-- DATASET RECORDS --

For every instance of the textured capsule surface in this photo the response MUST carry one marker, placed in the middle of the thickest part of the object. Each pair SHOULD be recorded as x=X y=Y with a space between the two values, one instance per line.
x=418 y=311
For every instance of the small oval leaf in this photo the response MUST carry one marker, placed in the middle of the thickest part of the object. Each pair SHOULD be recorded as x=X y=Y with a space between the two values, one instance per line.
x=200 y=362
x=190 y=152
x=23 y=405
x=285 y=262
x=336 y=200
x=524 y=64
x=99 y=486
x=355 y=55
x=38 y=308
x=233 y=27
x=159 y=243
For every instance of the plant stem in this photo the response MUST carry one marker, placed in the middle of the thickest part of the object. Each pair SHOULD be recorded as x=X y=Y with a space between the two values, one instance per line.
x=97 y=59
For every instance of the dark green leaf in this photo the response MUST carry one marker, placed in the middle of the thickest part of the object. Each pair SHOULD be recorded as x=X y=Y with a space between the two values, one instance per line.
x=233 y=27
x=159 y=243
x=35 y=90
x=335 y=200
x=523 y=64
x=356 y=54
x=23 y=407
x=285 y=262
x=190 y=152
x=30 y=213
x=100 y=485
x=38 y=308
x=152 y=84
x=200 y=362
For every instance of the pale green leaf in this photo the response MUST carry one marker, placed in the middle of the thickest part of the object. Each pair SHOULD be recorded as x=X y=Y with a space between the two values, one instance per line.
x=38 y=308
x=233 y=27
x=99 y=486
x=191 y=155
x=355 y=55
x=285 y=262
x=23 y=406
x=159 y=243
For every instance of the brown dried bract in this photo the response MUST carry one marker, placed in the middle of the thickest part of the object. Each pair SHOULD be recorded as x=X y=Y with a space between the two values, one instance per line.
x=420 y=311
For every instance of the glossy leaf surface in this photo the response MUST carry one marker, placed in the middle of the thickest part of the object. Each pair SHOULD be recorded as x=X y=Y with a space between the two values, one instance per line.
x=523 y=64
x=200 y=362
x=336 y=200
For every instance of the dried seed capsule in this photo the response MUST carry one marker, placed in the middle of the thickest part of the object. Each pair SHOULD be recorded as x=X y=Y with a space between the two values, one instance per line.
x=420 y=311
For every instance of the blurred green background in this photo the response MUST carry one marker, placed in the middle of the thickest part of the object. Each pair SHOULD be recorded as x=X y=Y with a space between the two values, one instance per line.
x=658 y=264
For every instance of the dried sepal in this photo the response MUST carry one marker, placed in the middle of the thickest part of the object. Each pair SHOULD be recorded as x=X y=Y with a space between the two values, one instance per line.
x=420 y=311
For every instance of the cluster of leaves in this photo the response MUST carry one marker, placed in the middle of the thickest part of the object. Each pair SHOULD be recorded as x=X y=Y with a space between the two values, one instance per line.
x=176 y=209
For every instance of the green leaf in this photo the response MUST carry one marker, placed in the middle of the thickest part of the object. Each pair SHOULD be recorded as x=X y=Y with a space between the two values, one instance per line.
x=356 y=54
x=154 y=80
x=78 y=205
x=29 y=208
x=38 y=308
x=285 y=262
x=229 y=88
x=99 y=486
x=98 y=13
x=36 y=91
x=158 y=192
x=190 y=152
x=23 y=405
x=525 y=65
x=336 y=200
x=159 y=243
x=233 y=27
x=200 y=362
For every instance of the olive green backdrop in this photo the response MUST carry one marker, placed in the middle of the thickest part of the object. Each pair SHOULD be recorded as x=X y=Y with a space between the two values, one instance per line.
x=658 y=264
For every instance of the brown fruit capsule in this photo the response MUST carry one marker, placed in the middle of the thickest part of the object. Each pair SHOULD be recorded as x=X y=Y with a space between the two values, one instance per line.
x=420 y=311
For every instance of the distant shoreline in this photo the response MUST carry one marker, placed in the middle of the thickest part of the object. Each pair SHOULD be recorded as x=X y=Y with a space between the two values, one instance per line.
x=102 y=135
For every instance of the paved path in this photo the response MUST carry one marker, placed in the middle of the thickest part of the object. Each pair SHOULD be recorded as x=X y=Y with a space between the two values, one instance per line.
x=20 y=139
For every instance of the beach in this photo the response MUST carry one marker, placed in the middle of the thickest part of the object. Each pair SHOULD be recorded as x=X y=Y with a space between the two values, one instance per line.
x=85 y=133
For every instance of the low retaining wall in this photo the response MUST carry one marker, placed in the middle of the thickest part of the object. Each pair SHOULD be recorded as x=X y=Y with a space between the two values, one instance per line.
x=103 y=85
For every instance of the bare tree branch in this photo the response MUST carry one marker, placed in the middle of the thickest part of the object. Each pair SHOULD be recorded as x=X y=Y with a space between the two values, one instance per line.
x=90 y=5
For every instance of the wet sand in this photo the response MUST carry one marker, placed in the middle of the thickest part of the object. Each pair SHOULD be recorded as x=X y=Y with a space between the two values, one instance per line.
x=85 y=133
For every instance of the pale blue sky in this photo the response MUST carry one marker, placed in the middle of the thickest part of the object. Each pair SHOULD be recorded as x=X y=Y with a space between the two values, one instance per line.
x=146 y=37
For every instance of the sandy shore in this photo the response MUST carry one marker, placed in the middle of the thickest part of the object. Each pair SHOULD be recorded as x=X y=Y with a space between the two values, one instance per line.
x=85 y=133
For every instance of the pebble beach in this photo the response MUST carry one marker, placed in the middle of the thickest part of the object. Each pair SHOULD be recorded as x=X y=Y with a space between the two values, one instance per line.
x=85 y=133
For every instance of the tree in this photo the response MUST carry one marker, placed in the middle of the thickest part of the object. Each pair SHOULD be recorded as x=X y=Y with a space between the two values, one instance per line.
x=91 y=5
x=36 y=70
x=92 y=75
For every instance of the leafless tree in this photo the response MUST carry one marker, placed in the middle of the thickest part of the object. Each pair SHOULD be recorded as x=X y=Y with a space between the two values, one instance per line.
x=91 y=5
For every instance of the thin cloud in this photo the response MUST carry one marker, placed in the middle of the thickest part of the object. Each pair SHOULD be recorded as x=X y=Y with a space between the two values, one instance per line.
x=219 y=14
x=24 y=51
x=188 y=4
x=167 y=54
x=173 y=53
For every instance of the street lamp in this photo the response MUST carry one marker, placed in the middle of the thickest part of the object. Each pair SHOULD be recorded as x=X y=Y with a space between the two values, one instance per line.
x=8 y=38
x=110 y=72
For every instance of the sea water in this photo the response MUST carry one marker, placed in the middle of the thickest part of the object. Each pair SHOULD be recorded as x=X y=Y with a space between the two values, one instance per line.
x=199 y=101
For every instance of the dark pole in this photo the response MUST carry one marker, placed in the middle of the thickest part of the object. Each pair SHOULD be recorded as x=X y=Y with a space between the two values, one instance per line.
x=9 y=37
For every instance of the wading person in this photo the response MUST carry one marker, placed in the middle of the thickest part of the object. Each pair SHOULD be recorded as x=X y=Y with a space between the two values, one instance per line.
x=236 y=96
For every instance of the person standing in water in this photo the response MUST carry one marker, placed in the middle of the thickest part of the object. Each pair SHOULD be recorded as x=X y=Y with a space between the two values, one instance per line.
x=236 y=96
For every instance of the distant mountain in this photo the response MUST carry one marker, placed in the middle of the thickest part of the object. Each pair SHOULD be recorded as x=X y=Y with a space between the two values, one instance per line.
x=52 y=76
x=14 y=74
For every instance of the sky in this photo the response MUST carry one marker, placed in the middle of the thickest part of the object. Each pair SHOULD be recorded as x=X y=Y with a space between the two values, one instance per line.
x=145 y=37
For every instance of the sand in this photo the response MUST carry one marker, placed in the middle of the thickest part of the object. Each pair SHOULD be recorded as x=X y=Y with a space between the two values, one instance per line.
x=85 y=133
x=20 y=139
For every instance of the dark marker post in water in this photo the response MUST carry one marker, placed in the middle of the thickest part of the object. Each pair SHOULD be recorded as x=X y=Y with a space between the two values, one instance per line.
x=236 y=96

-- ABOUT THIS TASK --
Reproduce the full listing word for word.

-- SOLUTION BELOW --
For every instance of the textured capsule surface in this photo the response MUST carry one marker, placed in the middle of the thickest part of the object. Each pair SHOULD be recorded as x=X y=Y with a space between the two values, one instance per line.
x=418 y=311
For every instance of the small oval leaf in this photo the response MUST carry one marker, placed in the middle of the thickest part of the object. Each pair SHOULD be recorded as x=X y=Y with a space between the two values, one instance per line.
x=200 y=362
x=190 y=152
x=23 y=405
x=285 y=262
x=336 y=200
x=524 y=64
x=99 y=486
x=355 y=55
x=38 y=308
x=233 y=27
x=159 y=243
For every instance of the plant stem in this photo the response MUST carry one marker, placed in the middle of the thickest part of the object. Each pair SHOULD be recorded as x=X y=Y with a space between the two values, one instance per line.
x=97 y=59
For every instance of the dark green leaf in this photo the response MUST carry one marker, placed in the middle of the thickest part of the object. Each pair SHOULD be recorded as x=X y=Y with a space between the two values, one instance per line.
x=233 y=27
x=159 y=243
x=35 y=90
x=335 y=200
x=523 y=64
x=356 y=54
x=23 y=407
x=285 y=262
x=190 y=152
x=30 y=213
x=100 y=485
x=38 y=308
x=152 y=84
x=200 y=362
For every instance of the pale green leaf in this photo the response MUST carry one marker, placed in the middle of the thickest part of the object. Each pair SHOULD be recorded as x=X y=Y with a space between the two values, one instance per line.
x=38 y=308
x=233 y=27
x=99 y=486
x=191 y=155
x=355 y=55
x=285 y=262
x=23 y=406
x=159 y=243
For every instance of the brown dried bract in this photo the response MUST carry one marker, placed in the middle of the thickest part of the object. Each pair SHOULD be recorded as x=X y=Y with a space between the two values, one instance per line.
x=420 y=311
For every instance of the glossy leaf surface in this photo the response MUST carry one marker, placed in the middle of the thickest part of the object. Each pair SHOULD be recorded as x=X y=Y with a space between the two values, one instance per line.
x=523 y=64
x=200 y=362
x=336 y=200
For every instance of the dried seed capsule in this photo the response MUST carry one marker, placed in the middle of the thickest part of the object. Each pair SHOULD be recorded as x=X y=Y with a space between the two values, one instance per line.
x=420 y=311
For every instance of the blurred green background in this photo the response MUST carry one marker, placed in the middle of the thickest part of the object. Each pair SHOULD be recorded as x=X y=Y with a space between the two values, one instance per line.
x=658 y=264
For every instance of the dried sepal in this photo the response MUST carry one marker, placed in the middle of the thickest part of the object. Each pair SHOULD be recorded as x=X y=Y with a space between the two values, one instance per line.
x=420 y=311
For every instance of the cluster of leaves in this photo the response MUST carry one marker, placed in the middle of the thickest part of the object. Each pair SHOULD be recorded as x=X y=Y with a space between the two values, one instance per line.
x=176 y=209
For every instance of the green leaf in this photo the response MUST carry one marker, placed in the middle of the thickest part of the object. Each pair SHOULD be recorded as x=X y=Y with a space between the two values, one instance per line.
x=356 y=54
x=154 y=80
x=78 y=205
x=29 y=208
x=38 y=308
x=285 y=262
x=229 y=88
x=99 y=486
x=98 y=13
x=36 y=91
x=158 y=192
x=190 y=152
x=23 y=405
x=525 y=65
x=336 y=200
x=159 y=243
x=233 y=27
x=200 y=362
For every instance of the olive green backdrop in this photo the response MUST carry one marker, placed in the middle of the thickest part of the object. Each pair SHOULD be recorded as x=X y=Y with a space between the two values, one instance per line.
x=658 y=264
For every instance of the brown fruit capsule in this photo the response MUST carry one marker, placed in the middle of the thickest part of the object. Each pair SHOULD be recorded as x=X y=Y with a space between the two values, one instance per line.
x=420 y=311
For every instance of the distant shoreline in this photo the response MUST carry one marker, placed in the middle of the thickest part of the object. Each pair SHOULD be recorded as x=X y=Y with a space between the two values, one instance per line.
x=102 y=135
For every instance of the paved path in this photo the response MUST carry one marker, placed in the middle of the thickest part of the object. Each pair SHOULD be recorded as x=X y=Y with a space between the two values, one instance per line.
x=20 y=139
For every instance of the beach in this photo the response MUST carry one marker, placed in the middle of the thickest part of the object. Each pair SHOULD be recorded as x=X y=Y with a space between the two values, one instance per line.
x=85 y=133
For every instance of the low retaining wall in this photo the response MUST carry one marker, placed in the middle of the thickest part of the object. Each pair SHOULD be recorded as x=X y=Y with a space between the two values, one instance per line.
x=103 y=85
For every instance of the bare tree branch in this photo the response MUST carry one marker, placed in the middle of the thickest part of the object. Each pair SHOULD be recorded as x=X y=Y with a space between the two values, one instance per line.
x=90 y=5
For every instance of the wet sand in this photo the response MUST carry one marker, placed in the middle of the thickest part of the object. Each pair SHOULD be recorded as x=X y=Y with a space between the two values, one instance per line.
x=85 y=133
For every instance of the pale blue sky in this photo the response MUST carry one marker, placed in the middle of the thickest part of the object. Each pair SHOULD be recorded as x=X y=Y with a space between the two values, one instance per line.
x=146 y=37
For every instance of the sandy shore in this photo the response MUST carry one marker, placed in the middle of the thickest part of the object. Each pair SHOULD be recorded as x=X y=Y with a space between the two values, one instance per line.
x=85 y=133
For every instance of the pebble beach in this photo the response MUST carry one marker, placed in the middle of the thickest part of the object. Each pair SHOULD be recorded as x=X y=Y with a space between the two values, one instance per line.
x=85 y=133
For every instance of the tree in this photo the response MUST carry one marker, placed in the middle of the thickest part of the object. Each pair SHOULD be recorded as x=X y=Y with a space between the two values, one instance per line.
x=91 y=5
x=36 y=70
x=92 y=75
For every instance of the leafless tree in this photo the response MUST carry one marker, placed in the middle of the thickest part of the object. Each pair SHOULD be recorded as x=X y=Y with a space between the two values, one instance per line.
x=91 y=5
For every instance of the thin cloud in this photo the response MUST carry one marker, placed in the middle of the thickest part of the object. Each pair SHOULD be recorded as x=X y=Y with a space between the two values, one instance per line.
x=219 y=14
x=24 y=51
x=188 y=4
x=167 y=54
x=173 y=53
For every instance of the street lamp in this photo the response MUST carry one marker, placed in the middle of the thickest part of the object. Each pair SHOULD be recorded as x=X y=Y with a space between the two values, one instance per line.
x=8 y=38
x=110 y=72
For every instance of the sea water in this photo the response MUST carry one marker, placed in the middle of the thickest part of the object. Each pair SHOULD be recorded as x=X y=Y with a space between the two values, one instance per line.
x=199 y=101
For every instance of the dark pole in this photo the response MUST carry one marker, placed in the middle of the thickest part of the object. Each pair SHOULD be recorded as x=X y=Y with a space between the two values, one instance per line.
x=9 y=37
For every instance of the wading person in this photo the response MUST carry one marker, placed in the middle of the thickest part of the object. Each pair SHOULD be recorded as x=X y=Y with a space between the two values, one instance per line.
x=236 y=96
For every instance of the person standing in water in this photo the response MUST carry one marker, placed in the middle of the thickest part of the object. Each pair SHOULD be recorded as x=X y=Y with a space between the two values, one instance per line.
x=236 y=96
For every instance of the distant mountain in this photo the response MUST carry one marker, placed in the middle of the thickest part of the object. Each pair SHOULD be recorded as x=X y=Y with a space between the two values, one instance per line.
x=52 y=76
x=14 y=74
For every instance of the sky in this photo the response MUST carry one marker, placed in the middle of the thickest part of the object. Each pair SHOULD be recorded as x=X y=Y with a space between the two values, one instance per line.
x=145 y=37
For every instance of the sand in this photo the response MUST carry one marker, placed in the middle of the thickest part of the object. Each pair SHOULD be recorded as x=X y=Y with a space between the two values, one instance per line.
x=85 y=133
x=20 y=139
For every instance of the dark marker post in water in this photo the response MUST carry one marker, placed in the middle of the thickest part of the object. Each pair SHOULD be recorded as x=X y=Y with a space between the two values, one instance per line.
x=236 y=96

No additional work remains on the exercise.